• _PROVIDED INFORMATION_

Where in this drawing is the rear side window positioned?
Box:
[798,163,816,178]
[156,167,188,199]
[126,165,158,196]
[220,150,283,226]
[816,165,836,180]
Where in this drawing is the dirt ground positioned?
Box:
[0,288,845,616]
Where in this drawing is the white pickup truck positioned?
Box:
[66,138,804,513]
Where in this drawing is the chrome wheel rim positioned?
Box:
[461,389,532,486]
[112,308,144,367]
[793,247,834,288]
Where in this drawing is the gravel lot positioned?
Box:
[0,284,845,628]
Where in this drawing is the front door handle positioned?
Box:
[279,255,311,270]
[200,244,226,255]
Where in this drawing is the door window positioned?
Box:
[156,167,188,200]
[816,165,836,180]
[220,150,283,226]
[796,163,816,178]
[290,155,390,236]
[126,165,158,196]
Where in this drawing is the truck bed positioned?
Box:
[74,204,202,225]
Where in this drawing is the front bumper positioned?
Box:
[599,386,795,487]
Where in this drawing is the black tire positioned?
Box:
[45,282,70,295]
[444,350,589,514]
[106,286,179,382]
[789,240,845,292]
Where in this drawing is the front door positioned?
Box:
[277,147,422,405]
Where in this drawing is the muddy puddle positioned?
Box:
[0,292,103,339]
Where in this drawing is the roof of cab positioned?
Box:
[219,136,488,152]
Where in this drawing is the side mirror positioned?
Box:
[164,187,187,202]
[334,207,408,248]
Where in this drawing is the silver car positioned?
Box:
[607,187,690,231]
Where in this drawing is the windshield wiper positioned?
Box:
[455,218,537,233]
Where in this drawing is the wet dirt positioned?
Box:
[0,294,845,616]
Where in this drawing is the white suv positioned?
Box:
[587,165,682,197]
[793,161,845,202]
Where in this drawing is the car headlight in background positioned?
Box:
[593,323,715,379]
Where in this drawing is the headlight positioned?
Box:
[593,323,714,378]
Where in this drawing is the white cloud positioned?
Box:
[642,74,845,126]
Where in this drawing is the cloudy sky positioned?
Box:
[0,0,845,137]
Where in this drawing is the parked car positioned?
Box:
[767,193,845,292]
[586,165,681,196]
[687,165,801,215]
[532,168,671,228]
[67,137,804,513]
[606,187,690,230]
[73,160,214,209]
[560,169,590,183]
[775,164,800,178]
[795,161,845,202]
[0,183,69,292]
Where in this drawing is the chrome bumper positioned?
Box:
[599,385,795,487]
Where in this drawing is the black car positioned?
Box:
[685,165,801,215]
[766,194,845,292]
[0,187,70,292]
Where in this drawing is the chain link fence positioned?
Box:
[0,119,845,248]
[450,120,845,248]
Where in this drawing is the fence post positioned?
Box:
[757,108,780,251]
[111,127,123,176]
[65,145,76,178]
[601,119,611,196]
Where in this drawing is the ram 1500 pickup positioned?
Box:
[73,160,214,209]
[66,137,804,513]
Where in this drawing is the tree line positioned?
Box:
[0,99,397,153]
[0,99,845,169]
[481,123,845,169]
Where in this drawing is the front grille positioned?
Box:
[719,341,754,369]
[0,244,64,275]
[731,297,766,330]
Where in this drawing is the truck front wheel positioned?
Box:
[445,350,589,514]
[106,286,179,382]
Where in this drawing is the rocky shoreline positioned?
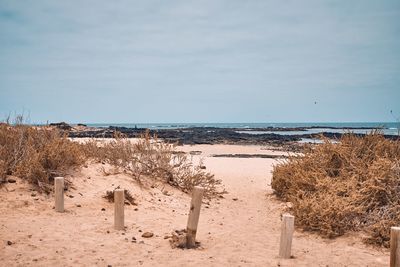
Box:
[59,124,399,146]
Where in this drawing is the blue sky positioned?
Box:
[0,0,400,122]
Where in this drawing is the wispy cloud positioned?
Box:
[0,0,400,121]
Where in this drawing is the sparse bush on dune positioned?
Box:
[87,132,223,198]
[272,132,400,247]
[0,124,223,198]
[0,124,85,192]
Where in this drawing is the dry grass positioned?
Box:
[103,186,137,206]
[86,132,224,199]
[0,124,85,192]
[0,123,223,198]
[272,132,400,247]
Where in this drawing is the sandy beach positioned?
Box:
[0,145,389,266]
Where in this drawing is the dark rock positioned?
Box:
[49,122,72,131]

---

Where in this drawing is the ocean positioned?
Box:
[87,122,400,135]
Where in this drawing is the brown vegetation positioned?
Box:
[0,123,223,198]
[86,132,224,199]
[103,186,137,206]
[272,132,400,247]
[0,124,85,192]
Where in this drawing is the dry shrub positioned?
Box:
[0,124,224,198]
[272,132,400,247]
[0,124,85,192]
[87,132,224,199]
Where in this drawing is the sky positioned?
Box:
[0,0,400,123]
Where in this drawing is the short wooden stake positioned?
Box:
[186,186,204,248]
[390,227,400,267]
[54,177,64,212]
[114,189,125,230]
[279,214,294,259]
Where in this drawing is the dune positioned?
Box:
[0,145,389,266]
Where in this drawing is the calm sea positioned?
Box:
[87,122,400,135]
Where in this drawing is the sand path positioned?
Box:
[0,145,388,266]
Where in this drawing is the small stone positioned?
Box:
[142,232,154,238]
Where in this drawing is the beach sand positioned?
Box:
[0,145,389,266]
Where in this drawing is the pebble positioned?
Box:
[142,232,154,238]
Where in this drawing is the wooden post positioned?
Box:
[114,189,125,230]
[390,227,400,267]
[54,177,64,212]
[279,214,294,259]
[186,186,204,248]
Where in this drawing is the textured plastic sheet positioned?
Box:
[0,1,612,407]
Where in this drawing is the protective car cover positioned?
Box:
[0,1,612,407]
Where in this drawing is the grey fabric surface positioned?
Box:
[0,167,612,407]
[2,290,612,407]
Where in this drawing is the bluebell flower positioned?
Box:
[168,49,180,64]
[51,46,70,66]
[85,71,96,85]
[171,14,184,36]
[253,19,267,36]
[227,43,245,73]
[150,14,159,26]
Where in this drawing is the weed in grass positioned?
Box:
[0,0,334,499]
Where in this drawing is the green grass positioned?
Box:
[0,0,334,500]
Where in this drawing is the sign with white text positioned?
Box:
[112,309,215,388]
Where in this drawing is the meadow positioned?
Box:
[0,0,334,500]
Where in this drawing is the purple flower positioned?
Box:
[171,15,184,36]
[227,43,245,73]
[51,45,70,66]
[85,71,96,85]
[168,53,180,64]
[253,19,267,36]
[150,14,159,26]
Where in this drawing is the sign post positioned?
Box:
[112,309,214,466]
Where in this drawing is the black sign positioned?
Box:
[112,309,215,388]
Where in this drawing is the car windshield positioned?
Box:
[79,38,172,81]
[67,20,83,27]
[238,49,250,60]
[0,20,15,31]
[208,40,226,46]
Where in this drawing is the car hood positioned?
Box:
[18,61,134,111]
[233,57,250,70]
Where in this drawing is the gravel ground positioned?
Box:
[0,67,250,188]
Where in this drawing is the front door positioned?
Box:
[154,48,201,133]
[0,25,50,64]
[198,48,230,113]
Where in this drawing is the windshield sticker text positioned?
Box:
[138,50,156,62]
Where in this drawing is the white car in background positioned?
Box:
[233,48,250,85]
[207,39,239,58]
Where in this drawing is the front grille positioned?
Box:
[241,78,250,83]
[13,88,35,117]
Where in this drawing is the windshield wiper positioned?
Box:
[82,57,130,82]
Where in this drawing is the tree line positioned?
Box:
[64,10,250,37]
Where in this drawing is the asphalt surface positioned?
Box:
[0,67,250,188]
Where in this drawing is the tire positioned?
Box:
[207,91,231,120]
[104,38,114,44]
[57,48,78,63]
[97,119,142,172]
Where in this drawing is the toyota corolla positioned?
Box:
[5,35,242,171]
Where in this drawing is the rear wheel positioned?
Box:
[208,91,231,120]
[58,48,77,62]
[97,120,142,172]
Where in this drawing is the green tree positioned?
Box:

• _AIM_
Edit the lines from the one with "Where in this drawing is the black tire" to the one with "[0,0,845,137]", replacing "muddy puddle" with "mud puddle" and changing nothing else. Give only those lines.

• _ANSWER TO THIS TASK_
Where in this drawing is the black tire positioned?
Box:
[45,282,70,295]
[444,350,589,514]
[106,286,179,382]
[789,240,845,292]
Where in this drawing is the front door positioned?
Box:
[277,147,422,405]
Where in this drawing is the mud puddle positioned?
Box:
[0,292,103,339]
Where in this drawing is the roof of cab positioned?
Box:
[219,136,488,152]
Where in this drawing is the side mirror positioned?
Box:
[164,187,187,202]
[334,207,408,248]
Where in this drawing is the silver car positioned?
Box:
[607,187,690,231]
Where in this drawing is the windshield wiper positioned?
Box:
[455,218,537,233]
Where in this drawing is the wet dirt positioned?
Box:
[0,294,845,616]
Where in this drawing is the white suv positioned?
Box:
[587,165,682,197]
[793,161,845,202]
Where in this drawing is the car headlight in background positioned?
Box:
[593,323,715,379]
Where in this drawing is the headlight positioned?
Box:
[593,323,714,378]
Where in this drawing is the white cloud positioned?
Box:
[642,74,845,126]
Where in this drawing is the cloudy sky positioned?
Box:
[0,0,845,137]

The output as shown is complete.